» **EXERCISE INPUTS**

▬▬▬

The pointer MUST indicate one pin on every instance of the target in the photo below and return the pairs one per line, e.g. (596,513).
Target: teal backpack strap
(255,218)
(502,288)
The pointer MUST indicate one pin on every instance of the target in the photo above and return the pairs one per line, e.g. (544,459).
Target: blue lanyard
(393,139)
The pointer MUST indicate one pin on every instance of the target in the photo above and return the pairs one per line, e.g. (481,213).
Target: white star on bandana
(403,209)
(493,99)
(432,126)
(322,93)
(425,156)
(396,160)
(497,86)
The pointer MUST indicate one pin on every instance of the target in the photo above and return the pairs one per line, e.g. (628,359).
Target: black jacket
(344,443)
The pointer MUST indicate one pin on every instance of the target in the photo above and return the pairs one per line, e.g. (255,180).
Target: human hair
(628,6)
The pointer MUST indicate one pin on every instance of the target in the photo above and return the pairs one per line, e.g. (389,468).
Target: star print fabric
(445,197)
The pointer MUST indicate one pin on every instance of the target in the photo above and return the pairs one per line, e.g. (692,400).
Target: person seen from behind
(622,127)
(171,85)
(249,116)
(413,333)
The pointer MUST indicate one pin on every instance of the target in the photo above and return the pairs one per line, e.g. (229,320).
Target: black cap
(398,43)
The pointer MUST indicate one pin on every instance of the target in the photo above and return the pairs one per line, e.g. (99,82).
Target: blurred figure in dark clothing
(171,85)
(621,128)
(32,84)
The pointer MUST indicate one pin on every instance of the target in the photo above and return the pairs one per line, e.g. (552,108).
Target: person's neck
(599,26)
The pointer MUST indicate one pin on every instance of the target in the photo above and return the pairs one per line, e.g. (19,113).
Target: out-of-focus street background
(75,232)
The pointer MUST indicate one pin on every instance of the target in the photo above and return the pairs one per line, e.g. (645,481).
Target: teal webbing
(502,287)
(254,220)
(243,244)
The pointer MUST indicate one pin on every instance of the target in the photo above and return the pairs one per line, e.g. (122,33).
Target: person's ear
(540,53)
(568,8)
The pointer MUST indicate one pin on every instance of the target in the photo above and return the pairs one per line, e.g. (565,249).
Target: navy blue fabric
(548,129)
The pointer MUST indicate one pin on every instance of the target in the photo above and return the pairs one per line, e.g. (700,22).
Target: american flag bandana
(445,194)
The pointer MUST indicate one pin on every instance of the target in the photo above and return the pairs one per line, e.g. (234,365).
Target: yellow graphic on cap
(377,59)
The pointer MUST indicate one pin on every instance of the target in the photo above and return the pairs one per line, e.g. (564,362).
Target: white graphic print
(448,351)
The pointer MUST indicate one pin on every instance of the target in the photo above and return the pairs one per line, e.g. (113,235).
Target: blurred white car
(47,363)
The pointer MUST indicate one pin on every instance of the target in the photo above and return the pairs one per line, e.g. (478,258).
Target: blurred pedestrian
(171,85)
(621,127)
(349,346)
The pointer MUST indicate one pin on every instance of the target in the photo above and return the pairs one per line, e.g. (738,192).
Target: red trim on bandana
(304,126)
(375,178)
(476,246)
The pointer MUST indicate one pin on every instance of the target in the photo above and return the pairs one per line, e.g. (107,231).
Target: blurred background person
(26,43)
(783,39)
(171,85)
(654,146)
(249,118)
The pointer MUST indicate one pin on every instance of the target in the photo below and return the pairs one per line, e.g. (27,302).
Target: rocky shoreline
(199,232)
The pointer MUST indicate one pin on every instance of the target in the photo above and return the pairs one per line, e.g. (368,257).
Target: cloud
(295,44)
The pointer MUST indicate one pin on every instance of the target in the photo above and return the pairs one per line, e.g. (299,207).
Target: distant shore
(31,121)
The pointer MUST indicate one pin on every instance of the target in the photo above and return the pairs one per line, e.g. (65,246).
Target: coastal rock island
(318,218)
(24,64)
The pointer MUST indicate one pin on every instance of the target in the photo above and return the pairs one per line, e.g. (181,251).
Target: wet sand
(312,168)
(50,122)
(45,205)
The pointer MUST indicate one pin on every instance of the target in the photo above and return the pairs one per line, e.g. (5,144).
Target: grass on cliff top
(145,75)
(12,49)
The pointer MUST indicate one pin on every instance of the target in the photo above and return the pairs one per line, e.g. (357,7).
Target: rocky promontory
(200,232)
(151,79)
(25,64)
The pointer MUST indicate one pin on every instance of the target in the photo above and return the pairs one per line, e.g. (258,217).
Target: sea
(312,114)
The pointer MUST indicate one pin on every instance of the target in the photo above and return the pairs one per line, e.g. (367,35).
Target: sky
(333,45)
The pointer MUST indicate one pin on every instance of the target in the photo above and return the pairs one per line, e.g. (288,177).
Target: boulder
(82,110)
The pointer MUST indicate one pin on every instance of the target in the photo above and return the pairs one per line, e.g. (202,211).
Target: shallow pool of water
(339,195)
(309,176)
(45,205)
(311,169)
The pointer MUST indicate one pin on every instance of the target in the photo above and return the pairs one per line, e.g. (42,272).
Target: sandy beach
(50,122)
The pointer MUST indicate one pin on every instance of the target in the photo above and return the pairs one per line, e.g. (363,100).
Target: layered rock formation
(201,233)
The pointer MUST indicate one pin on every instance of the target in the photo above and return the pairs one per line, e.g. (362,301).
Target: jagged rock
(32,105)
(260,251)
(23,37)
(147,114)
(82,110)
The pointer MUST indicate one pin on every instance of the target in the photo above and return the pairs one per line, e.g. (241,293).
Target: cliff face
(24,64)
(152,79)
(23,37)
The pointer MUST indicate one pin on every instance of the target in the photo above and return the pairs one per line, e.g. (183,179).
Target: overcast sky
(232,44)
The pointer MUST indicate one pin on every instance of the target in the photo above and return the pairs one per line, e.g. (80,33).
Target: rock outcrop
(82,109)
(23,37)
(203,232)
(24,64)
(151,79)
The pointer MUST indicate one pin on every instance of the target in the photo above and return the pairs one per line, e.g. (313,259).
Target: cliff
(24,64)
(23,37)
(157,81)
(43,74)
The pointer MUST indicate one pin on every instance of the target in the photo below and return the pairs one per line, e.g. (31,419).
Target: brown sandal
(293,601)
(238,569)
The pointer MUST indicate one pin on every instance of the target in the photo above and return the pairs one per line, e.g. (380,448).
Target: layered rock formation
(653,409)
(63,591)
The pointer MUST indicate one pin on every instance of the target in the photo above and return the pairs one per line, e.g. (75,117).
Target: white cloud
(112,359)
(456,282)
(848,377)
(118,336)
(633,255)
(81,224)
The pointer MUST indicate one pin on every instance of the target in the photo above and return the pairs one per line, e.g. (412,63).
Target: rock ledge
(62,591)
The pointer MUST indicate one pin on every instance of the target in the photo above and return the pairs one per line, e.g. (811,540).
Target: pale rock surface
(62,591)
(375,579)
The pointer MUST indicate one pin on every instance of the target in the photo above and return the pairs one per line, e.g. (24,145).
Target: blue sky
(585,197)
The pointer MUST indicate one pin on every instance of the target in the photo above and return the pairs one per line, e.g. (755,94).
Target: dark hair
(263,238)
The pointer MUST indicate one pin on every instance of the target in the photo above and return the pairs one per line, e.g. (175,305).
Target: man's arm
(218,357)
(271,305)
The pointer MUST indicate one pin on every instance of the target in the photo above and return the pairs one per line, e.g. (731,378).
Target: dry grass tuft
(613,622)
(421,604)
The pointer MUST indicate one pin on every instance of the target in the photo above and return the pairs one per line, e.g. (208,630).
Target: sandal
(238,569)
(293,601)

▬▬▬

» **REQUIRED WORK**
Using the records above, please retype only the run of lines from the line holding "line, e.g. (24,145)." through the last line, both ends included.

» **SOLUTION TO THIS PROBLEM**
The pointer MUST indicate one pin on every instance of the target in the photo above and return the pairs one per line, e.g. (24,145).
Target: blue sky
(585,197)
The pointer MUST indicate one pin on every instance of the target in the photo above and return the pairs one per line, e.g. (755,94).
Target: dark hair
(263,238)
The pointer MUST indicate one pin on every instance of the target in the photo above and return the pairs one per line, e.g. (175,305).
Target: man's arm
(218,357)
(271,305)
The pointer MUST indicate one pin on every instance of the target in the photo above and return the pairs one per line, e.g. (731,378).
Target: dry grass tuft
(613,622)
(421,604)
The pointer MUST indicate one pin on every instance of the target in the photo above and return the pairs one per line, e.g. (208,630).
Target: sandal
(238,569)
(293,601)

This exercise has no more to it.